→ SHORT PROBLEM
Rewrite the lines starting at the one that contains "segment --target=woman's neck" and ending at the one that contains "Segment every instance of the woman's neck.", changing "vertices" to "points" and keeping everything else the same. Give back only those lines.

☆ ☆ ☆ ☆

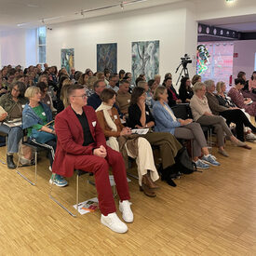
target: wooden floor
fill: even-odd
[[[1,255],[256,255],[256,143],[230,145],[219,168],[182,176],[177,187],[161,186],[155,198],[129,182],[135,220],[115,234],[100,222],[100,211],[73,218],[48,197],[50,171],[41,155],[38,183],[32,186],[0,164]],[[213,151],[216,153],[216,149]],[[0,148],[5,159],[5,148]],[[33,168],[22,168],[33,178]],[[74,177],[56,195],[72,209]],[[96,190],[81,178],[81,201]],[[119,212],[118,215],[120,216]]]

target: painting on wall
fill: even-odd
[[[117,44],[97,45],[97,72],[103,72],[107,68],[110,73],[116,73]]]
[[[159,41],[144,41],[131,43],[132,79],[144,74],[146,80],[153,79],[159,73]]]
[[[74,66],[74,48],[63,48],[61,49],[61,68],[66,68],[68,74],[70,74],[71,68]]]

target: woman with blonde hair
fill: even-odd
[[[225,123],[222,116],[214,115],[208,104],[208,99],[206,97],[206,85],[201,82],[197,82],[194,86],[195,94],[190,101],[190,107],[194,121],[203,126],[213,126],[214,130],[217,133],[217,141],[219,146],[219,153],[224,156],[228,156],[228,154],[224,150],[224,133],[230,140],[237,146],[245,147],[247,144],[237,140],[230,128]]]
[[[193,160],[198,168],[209,168],[208,164],[219,166],[220,163],[209,153],[205,135],[198,123],[194,123],[192,119],[182,120],[176,118],[171,108],[168,105],[168,91],[163,86],[158,87],[154,93],[155,103],[153,113],[155,121],[155,131],[170,132],[177,139],[193,140]],[[198,157],[201,156],[202,160]]]
[[[107,138],[107,145],[120,151],[125,157],[128,155],[136,158],[140,190],[154,197],[156,195],[154,189],[158,187],[155,182],[159,176],[154,163],[152,148],[146,139],[138,135],[134,137],[131,129],[121,124],[118,112],[113,106],[115,97],[116,93],[113,89],[103,89],[101,94],[102,103],[96,110],[99,123]]]
[[[52,121],[52,114],[49,107],[41,103],[40,88],[30,87],[25,91],[25,97],[29,99],[22,112],[22,128],[28,131],[28,138],[34,139],[36,142],[44,145],[48,149],[48,158],[50,167],[54,160],[54,154],[57,145],[57,137],[53,126],[47,124]],[[57,186],[66,186],[68,182],[61,175],[56,175],[54,179],[50,179],[49,182],[53,182]]]

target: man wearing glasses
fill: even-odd
[[[125,222],[132,222],[133,213],[128,201],[130,197],[123,157],[119,152],[106,145],[95,111],[87,106],[84,87],[70,86],[67,97],[70,105],[55,119],[58,142],[52,171],[64,177],[71,177],[74,169],[94,173],[101,223],[116,233],[126,233],[127,225],[115,213],[108,173],[111,166],[122,217]]]

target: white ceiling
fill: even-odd
[[[205,20],[199,22],[243,33],[256,32],[256,14]]]
[[[111,7],[86,13],[83,17],[81,10],[89,10],[108,7],[130,0],[0,0],[0,30],[17,28],[33,28],[43,24],[64,22],[84,18],[107,15],[111,13],[145,8],[164,4],[180,2],[182,0],[144,0],[141,3]],[[76,13],[76,14],[75,14]]]
[[[0,0],[0,31],[19,28],[34,28],[79,19],[91,18],[122,11],[146,8],[183,0],[144,0],[141,3],[115,7],[86,13],[81,10],[101,8],[130,0]],[[196,4],[215,0],[187,0]],[[245,1],[245,0],[243,0]],[[75,14],[76,13],[76,14]],[[44,20],[44,22],[42,20]],[[209,25],[233,29],[239,32],[256,32],[256,14],[213,20],[198,20]]]

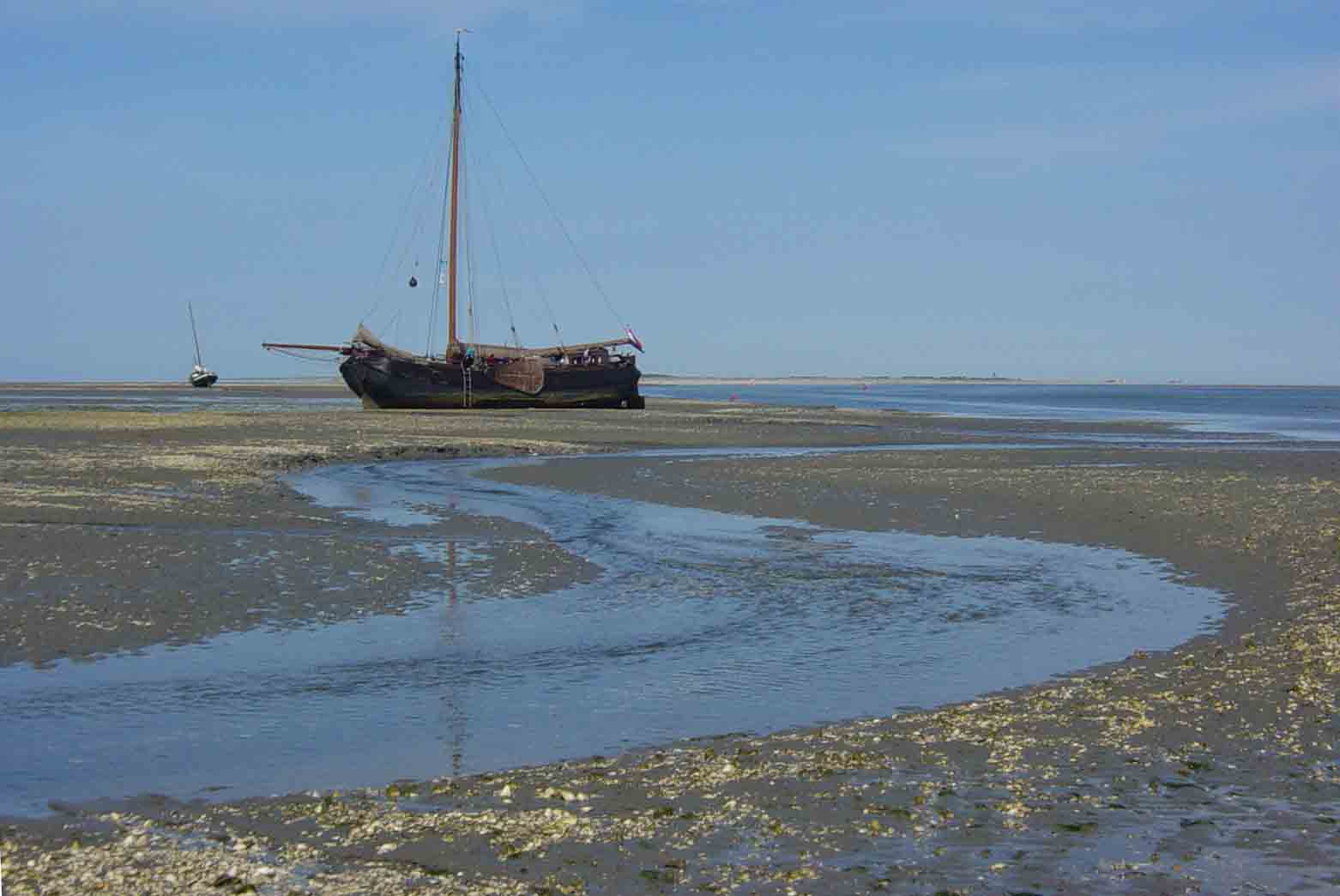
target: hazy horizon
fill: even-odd
[[[185,380],[188,302],[221,382],[335,376],[260,343],[360,321],[440,347],[469,27],[482,341],[628,323],[645,370],[722,378],[1340,384],[1332,4],[7,12],[0,381]]]

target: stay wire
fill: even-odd
[[[507,288],[507,271],[503,267],[503,252],[498,249],[497,229],[493,227],[493,217],[489,215],[488,192],[478,189],[478,180],[474,177],[474,164],[477,156],[470,152],[466,158],[470,162],[470,177],[472,184],[474,184],[474,193],[478,196],[480,213],[484,216],[484,229],[489,235],[489,244],[493,248],[493,263],[497,266],[498,272],[498,291],[503,294],[503,309],[507,311],[508,329],[512,333],[512,339],[516,342],[516,347],[521,347],[521,339],[516,333],[516,315],[512,314],[512,296],[508,294]]]
[[[470,97],[473,97],[473,94]],[[472,107],[473,107],[473,101],[472,101]],[[480,158],[481,158],[480,156],[474,156],[473,161],[478,162]],[[482,158],[488,161],[489,156],[485,154],[482,156]],[[494,194],[498,196],[498,204],[503,207],[500,217],[508,221],[520,220],[520,217],[512,212],[512,208],[509,205],[509,194],[501,170],[496,165],[486,165],[485,168],[493,177],[492,186],[496,188]],[[528,228],[517,227],[515,228],[515,231],[516,231],[516,239],[520,244],[520,251],[517,252],[517,255],[520,258],[532,258],[532,259],[536,258],[536,252],[533,247],[529,244],[527,237]],[[540,304],[543,306],[544,314],[549,321],[549,326],[553,327],[553,333],[557,335],[557,345],[561,345],[563,334],[559,331],[559,319],[553,314],[553,306],[549,303],[548,290],[544,288],[544,283],[540,280],[540,276],[536,272],[533,264],[523,266],[523,270],[525,271],[527,276],[529,276],[532,284],[535,286],[536,295],[540,296]],[[508,309],[508,314],[509,315],[512,314],[511,309]],[[515,321],[513,321],[512,334],[513,337],[516,337],[517,347],[521,347],[521,339],[520,335],[517,335],[516,333]]]
[[[620,315],[618,310],[615,310],[614,302],[610,300],[610,296],[606,294],[604,287],[600,286],[600,280],[596,278],[595,271],[591,270],[591,266],[587,263],[586,256],[582,255],[582,249],[578,248],[576,240],[574,240],[572,235],[568,232],[567,224],[563,223],[563,219],[559,217],[559,213],[555,211],[553,203],[549,201],[548,193],[545,193],[544,188],[540,186],[540,178],[535,176],[535,172],[531,169],[531,164],[525,161],[525,156],[521,153],[521,148],[517,145],[515,139],[512,139],[512,131],[507,129],[507,123],[504,123],[503,115],[498,114],[498,110],[493,105],[493,101],[489,99],[489,95],[484,90],[484,85],[480,83],[478,76],[474,78],[474,83],[478,85],[480,95],[484,97],[484,102],[488,103],[489,109],[493,111],[493,117],[497,118],[498,127],[503,129],[503,134],[512,145],[512,150],[516,153],[516,157],[521,160],[521,166],[525,168],[525,173],[531,176],[531,182],[535,185],[535,189],[540,193],[540,199],[544,200],[544,205],[545,208],[549,209],[549,215],[553,217],[555,223],[557,223],[559,229],[563,232],[564,239],[567,239],[568,245],[572,248],[572,254],[578,256],[579,262],[582,262],[582,267],[586,268],[587,276],[591,278],[591,284],[595,286],[595,291],[604,300],[604,307],[610,310],[610,314],[614,315],[614,319],[620,326],[627,327],[628,325],[624,322],[623,315]],[[557,330],[556,326],[555,330]]]
[[[381,286],[382,279],[386,276],[386,263],[390,260],[391,254],[395,252],[395,247],[399,244],[401,231],[405,227],[405,221],[410,217],[410,209],[414,205],[415,196],[418,196],[419,186],[425,185],[426,182],[425,189],[427,192],[431,192],[433,185],[437,182],[437,166],[433,165],[433,160],[441,158],[442,156],[442,153],[440,152],[440,146],[442,145],[441,134],[444,131],[444,125],[446,123],[448,114],[449,114],[448,111],[444,111],[441,115],[438,115],[437,123],[433,126],[433,130],[429,134],[429,145],[423,153],[423,160],[419,162],[419,166],[415,170],[414,181],[410,184],[409,194],[405,197],[405,203],[401,207],[401,213],[395,219],[395,229],[391,231],[391,240],[390,243],[387,243],[386,252],[382,255],[382,263],[377,267],[377,276],[373,280],[374,294],[379,291],[378,287]],[[422,223],[423,223],[423,211],[421,209],[419,215],[417,216],[415,227],[406,245],[411,245],[414,243],[414,239],[422,229]],[[405,255],[402,254],[399,267],[403,267],[403,264],[405,264]],[[377,302],[373,303],[373,307],[367,310],[367,314],[363,315],[364,319],[371,318],[374,314],[377,314],[378,309],[381,309],[382,302],[385,300],[386,295],[383,294],[377,299]]]

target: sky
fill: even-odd
[[[221,382],[334,374],[260,343],[359,322],[441,350],[469,28],[481,341],[628,325],[670,374],[1340,384],[1333,0],[0,13],[0,381],[184,380],[188,304]]]

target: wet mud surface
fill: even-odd
[[[488,775],[397,781],[387,767],[393,783],[375,790],[332,781],[275,799],[59,803],[50,818],[0,826],[7,889],[1340,887],[1337,452],[1163,449],[1159,429],[1139,427],[1118,431],[1150,445],[949,449],[1049,443],[1057,429],[678,402],[560,416],[5,413],[5,664],[307,624],[316,608],[397,612],[427,571],[387,550],[403,533],[355,527],[276,482],[382,457],[939,444],[678,468],[574,459],[507,475],[813,526],[1111,545],[1167,559],[1233,601],[1218,636],[939,710]],[[356,571],[386,583],[335,587]]]

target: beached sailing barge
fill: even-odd
[[[338,351],[344,382],[371,408],[642,408],[632,329],[614,339],[528,349],[462,341],[457,333],[457,205],[461,172],[461,38],[456,38],[450,186],[446,208],[446,349],[419,355],[378,339],[363,325],[347,345],[264,342],[265,349]],[[414,278],[410,286],[417,286]]]

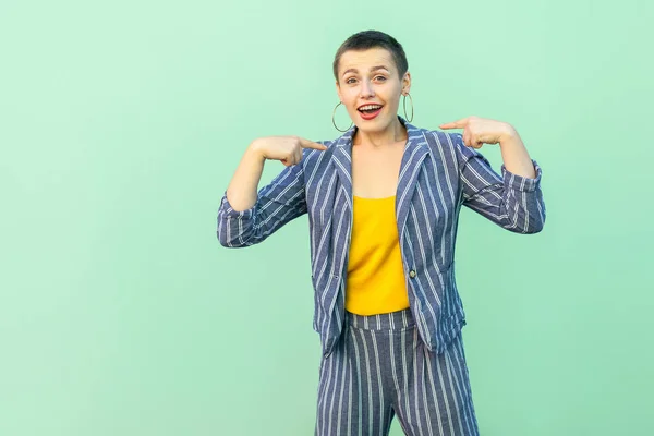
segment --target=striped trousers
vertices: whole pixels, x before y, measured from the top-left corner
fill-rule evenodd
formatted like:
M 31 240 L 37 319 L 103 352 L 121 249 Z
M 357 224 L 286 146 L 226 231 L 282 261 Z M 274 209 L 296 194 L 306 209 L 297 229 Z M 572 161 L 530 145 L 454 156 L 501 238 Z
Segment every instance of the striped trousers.
M 479 435 L 461 335 L 441 354 L 424 347 L 409 308 L 361 316 L 320 362 L 317 436 Z

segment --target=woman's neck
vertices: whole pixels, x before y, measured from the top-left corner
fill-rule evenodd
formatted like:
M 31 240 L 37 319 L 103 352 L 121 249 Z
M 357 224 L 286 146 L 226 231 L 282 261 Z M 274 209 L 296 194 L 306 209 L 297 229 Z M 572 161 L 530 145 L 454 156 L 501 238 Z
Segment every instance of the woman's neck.
M 407 136 L 407 128 L 396 118 L 386 130 L 380 132 L 362 132 L 356 129 L 352 138 L 352 145 L 366 148 L 380 148 L 399 142 L 405 142 Z

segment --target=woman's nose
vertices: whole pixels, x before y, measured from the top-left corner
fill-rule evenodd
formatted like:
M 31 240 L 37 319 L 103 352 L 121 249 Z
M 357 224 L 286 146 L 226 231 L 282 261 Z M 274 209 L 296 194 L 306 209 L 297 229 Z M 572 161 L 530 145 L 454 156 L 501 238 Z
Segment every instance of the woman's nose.
M 373 97 L 374 95 L 375 95 L 375 92 L 373 89 L 372 84 L 368 81 L 362 81 L 361 82 L 361 97 L 368 98 L 368 97 Z

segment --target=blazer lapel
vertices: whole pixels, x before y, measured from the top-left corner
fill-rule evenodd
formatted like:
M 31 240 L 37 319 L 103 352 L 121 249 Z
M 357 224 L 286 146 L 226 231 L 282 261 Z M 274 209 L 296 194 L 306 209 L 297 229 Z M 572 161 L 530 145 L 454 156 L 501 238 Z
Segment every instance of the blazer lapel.
M 429 154 L 429 146 L 423 132 L 412 124 L 409 124 L 403 118 L 399 117 L 402 124 L 407 128 L 409 135 L 404 146 L 404 155 L 400 166 L 400 178 L 398 181 L 398 192 L 396 194 L 396 214 L 398 220 L 398 231 L 402 235 L 402 229 L 409 216 L 411 208 L 411 198 L 417 185 L 417 177 L 423 160 Z
M 398 116 L 400 122 L 407 128 L 408 138 L 402 155 L 400 166 L 400 175 L 398 180 L 398 189 L 396 193 L 396 214 L 398 230 L 401 234 L 401 229 L 407 222 L 409 209 L 411 207 L 411 198 L 415 192 L 417 177 L 423 160 L 429 154 L 429 146 L 421 129 L 410 124 L 402 117 Z M 352 137 L 356 128 L 350 129 L 335 144 L 332 164 L 338 174 L 340 186 L 337 191 L 337 197 L 340 190 L 343 190 L 344 204 L 338 202 L 335 206 L 344 206 L 349 210 L 350 225 L 352 219 Z

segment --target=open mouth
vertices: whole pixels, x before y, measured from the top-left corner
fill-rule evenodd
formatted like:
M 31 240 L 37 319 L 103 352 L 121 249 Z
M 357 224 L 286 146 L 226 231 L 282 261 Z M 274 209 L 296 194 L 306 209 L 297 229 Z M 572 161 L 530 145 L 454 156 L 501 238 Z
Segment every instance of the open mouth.
M 382 106 L 382 105 L 365 105 L 365 106 L 360 107 L 356 110 L 359 110 L 359 112 L 361 113 L 361 117 L 363 119 L 371 120 L 371 119 L 375 118 L 382 111 L 383 107 L 384 106 Z

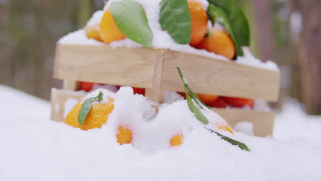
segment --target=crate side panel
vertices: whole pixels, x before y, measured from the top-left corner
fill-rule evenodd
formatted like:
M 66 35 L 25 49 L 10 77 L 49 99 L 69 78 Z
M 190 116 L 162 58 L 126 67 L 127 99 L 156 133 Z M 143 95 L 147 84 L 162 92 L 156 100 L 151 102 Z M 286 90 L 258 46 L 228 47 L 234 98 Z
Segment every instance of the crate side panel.
M 115 85 L 152 87 L 158 50 L 106 45 L 57 46 L 56 77 Z
M 198 93 L 278 99 L 279 72 L 232 61 L 169 51 L 164 60 L 161 88 L 184 91 L 176 71 L 180 67 L 191 88 Z

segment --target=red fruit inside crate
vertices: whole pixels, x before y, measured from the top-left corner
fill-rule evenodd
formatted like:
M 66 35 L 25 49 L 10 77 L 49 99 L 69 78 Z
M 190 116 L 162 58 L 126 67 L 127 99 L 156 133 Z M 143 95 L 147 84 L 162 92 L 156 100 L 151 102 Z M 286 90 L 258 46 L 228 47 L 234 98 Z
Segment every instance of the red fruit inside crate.
M 226 108 L 227 105 L 221 97 L 218 97 L 214 101 L 209 104 L 208 106 L 212 108 Z
M 133 87 L 132 90 L 134 91 L 134 94 L 140 94 L 142 95 L 145 95 L 145 92 L 146 91 L 146 89 L 143 88 Z
M 79 84 L 79 89 L 85 90 L 86 92 L 89 92 L 93 90 L 93 86 L 95 83 L 80 82 Z
M 254 106 L 254 100 L 252 99 L 228 97 L 222 97 L 222 99 L 228 105 L 230 105 L 234 107 L 241 108 L 245 106 L 248 106 L 250 108 L 253 108 L 253 106 Z

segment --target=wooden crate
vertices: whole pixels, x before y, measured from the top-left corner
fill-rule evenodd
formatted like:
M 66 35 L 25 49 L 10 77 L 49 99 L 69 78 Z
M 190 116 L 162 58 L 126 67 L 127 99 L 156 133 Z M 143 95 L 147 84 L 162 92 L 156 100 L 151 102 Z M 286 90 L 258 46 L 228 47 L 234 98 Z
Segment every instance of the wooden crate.
M 164 49 L 58 45 L 54 77 L 64 80 L 64 88 L 71 90 L 76 90 L 79 81 L 145 88 L 149 99 L 161 102 L 164 90 L 184 91 L 177 66 L 197 93 L 261 98 L 268 101 L 277 101 L 278 97 L 278 71 Z M 68 97 L 75 97 L 74 94 L 60 90 L 51 94 L 53 107 L 62 105 Z M 248 121 L 253 123 L 255 135 L 272 134 L 272 111 L 215 110 L 231 126 Z M 63 121 L 62 111 L 53 108 L 52 119 Z

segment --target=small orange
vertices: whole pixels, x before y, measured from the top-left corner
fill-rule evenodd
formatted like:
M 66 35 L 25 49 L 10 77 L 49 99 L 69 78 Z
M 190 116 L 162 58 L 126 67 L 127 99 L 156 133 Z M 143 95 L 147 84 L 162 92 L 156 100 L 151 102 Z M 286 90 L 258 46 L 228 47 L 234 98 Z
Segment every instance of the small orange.
M 84 30 L 88 38 L 92 38 L 101 42 L 103 41 L 100 36 L 99 24 L 87 26 Z
M 216 95 L 198 94 L 198 96 L 204 104 L 208 106 L 214 102 L 218 97 Z
M 224 30 L 218 28 L 212 28 L 209 37 L 204 38 L 196 47 L 224 56 L 229 59 L 233 59 L 235 56 L 233 40 Z
M 207 14 L 205 9 L 194 0 L 188 1 L 191 22 L 191 36 L 189 45 L 200 43 L 207 33 Z
M 224 126 L 219 126 L 218 128 L 221 130 L 227 131 L 230 132 L 231 134 L 234 134 L 233 131 L 232 130 L 232 128 L 230 128 L 230 125 L 226 125 Z
M 82 101 L 78 102 L 66 117 L 64 123 L 83 130 L 99 128 L 107 122 L 108 115 L 114 109 L 114 100 L 111 98 L 106 103 L 93 104 L 82 125 L 78 123 L 78 114 L 82 108 Z
M 132 143 L 132 132 L 128 128 L 119 126 L 116 136 L 117 137 L 117 143 L 119 145 L 129 144 Z
M 126 38 L 118 28 L 110 10 L 104 12 L 100 22 L 100 36 L 104 42 L 106 43 Z
M 182 139 L 184 138 L 182 134 L 176 134 L 171 138 L 171 146 L 175 147 L 182 144 Z

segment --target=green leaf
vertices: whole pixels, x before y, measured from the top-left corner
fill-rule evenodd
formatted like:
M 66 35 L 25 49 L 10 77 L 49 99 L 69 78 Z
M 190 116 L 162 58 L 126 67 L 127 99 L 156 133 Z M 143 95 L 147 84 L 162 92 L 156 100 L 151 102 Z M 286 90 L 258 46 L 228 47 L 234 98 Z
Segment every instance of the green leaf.
M 204 127 L 205 128 L 205 127 Z M 239 141 L 237 141 L 236 140 L 233 140 L 226 136 L 224 136 L 223 134 L 221 134 L 214 130 L 212 130 L 209 128 L 205 128 L 205 129 L 211 131 L 211 132 L 214 132 L 216 134 L 217 134 L 219 137 L 221 137 L 221 138 L 224 139 L 224 141 L 230 143 L 230 144 L 232 144 L 233 145 L 236 145 L 236 146 L 238 146 L 239 148 L 241 148 L 241 149 L 243 149 L 243 150 L 246 150 L 246 151 L 248 151 L 248 152 L 250 152 L 250 149 L 248 147 L 248 146 L 246 146 L 246 144 L 243 143 L 241 143 Z
M 144 47 L 152 47 L 153 32 L 140 3 L 133 0 L 114 1 L 110 11 L 117 27 L 127 38 Z
M 80 125 L 82 125 L 84 123 L 89 111 L 91 111 L 91 98 L 86 99 L 86 101 L 82 104 L 82 108 L 80 109 L 78 114 L 78 123 Z
M 238 39 L 236 38 L 234 32 L 231 28 L 231 25 L 230 21 L 228 20 L 226 14 L 225 12 L 219 8 L 215 6 L 213 4 L 209 5 L 209 8 L 207 8 L 207 13 L 210 16 L 211 19 L 217 19 L 219 22 L 221 22 L 226 30 L 230 35 L 230 37 L 233 40 L 234 45 L 235 46 L 237 55 L 239 56 L 242 56 L 243 55 L 243 50 L 241 45 L 239 43 Z M 212 20 L 214 21 L 215 20 Z M 215 23 L 215 21 L 214 21 Z
M 180 75 L 180 79 L 182 80 L 182 82 L 184 84 L 184 88 L 185 88 L 185 95 L 186 95 L 186 100 L 187 101 L 187 105 L 189 106 L 189 110 L 191 110 L 191 112 L 195 114 L 196 119 L 198 121 L 200 121 L 200 122 L 203 123 L 205 125 L 209 124 L 209 120 L 207 119 L 207 118 L 202 113 L 202 112 L 198 109 L 198 108 L 196 106 L 195 106 L 194 103 L 193 102 L 193 101 L 192 101 L 192 99 L 191 98 L 191 96 L 187 93 L 187 91 L 188 91 L 187 88 L 189 87 L 189 86 L 188 86 L 187 83 L 185 82 L 185 80 L 184 79 L 184 77 L 182 75 L 182 71 L 180 71 L 180 67 L 176 67 L 176 69 L 177 69 L 177 71 L 178 72 L 178 74 Z M 190 90 L 190 91 L 192 93 L 192 94 L 195 94 L 196 95 L 197 99 L 193 98 L 193 100 L 195 102 L 199 101 L 200 103 L 204 104 L 204 103 L 202 102 L 202 101 L 200 100 L 200 99 L 198 98 L 198 95 L 195 93 L 194 93 L 191 90 Z M 191 92 L 190 92 L 190 93 L 191 93 Z M 202 106 L 202 105 L 200 105 L 200 106 Z M 224 136 L 224 135 L 222 135 L 222 134 L 219 134 L 219 133 L 218 133 L 218 132 L 215 132 L 214 130 L 211 130 L 209 128 L 207 128 L 206 127 L 204 127 L 204 128 L 205 129 L 207 129 L 208 130 L 212 132 L 216 133 L 216 134 L 217 134 L 217 136 L 221 137 L 221 138 L 222 138 L 224 141 L 230 143 L 233 145 L 237 145 L 239 148 L 241 148 L 243 150 L 246 150 L 246 151 L 248 151 L 248 152 L 250 151 L 250 149 L 248 149 L 248 147 L 246 146 L 246 144 L 244 144 L 243 143 L 241 143 L 241 142 L 239 142 L 237 141 L 233 140 L 233 139 L 232 139 L 230 138 L 228 138 L 228 136 Z
M 243 46 L 250 46 L 250 26 L 248 19 L 235 0 L 208 0 L 209 3 L 223 10 L 228 19 L 236 39 Z
M 191 42 L 191 23 L 187 0 L 163 0 L 159 23 L 176 43 L 185 45 Z
M 195 117 L 196 119 L 202 122 L 203 124 L 207 125 L 209 124 L 209 120 L 206 117 L 202 114 L 202 112 L 195 106 L 194 103 L 193 102 L 191 97 L 185 90 L 186 94 L 186 100 L 187 101 L 187 105 L 189 106 L 189 108 L 191 112 L 194 113 Z

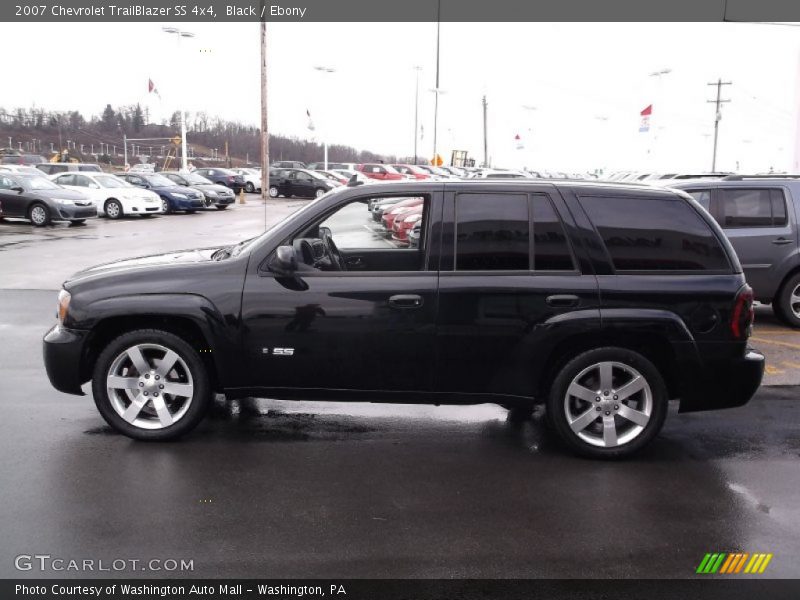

☆ ☆ ☆ ☆

→ OUTPUT FOR THIS TASK
segment --target=woman's neck
points: whole pixels, x before y, measured from the top-left corner
fill-rule evenodd
formatted like:
M 31 240 L 37 319 L 103 352 L 121 249 Z
M 357 224 L 286 146 L 226 231 L 282 261 Z M 274 209 L 296 194 L 306 209 L 297 229 Z M 572 161 L 530 145 L 454 156 L 501 238 Z
Segment every instance of the woman's neck.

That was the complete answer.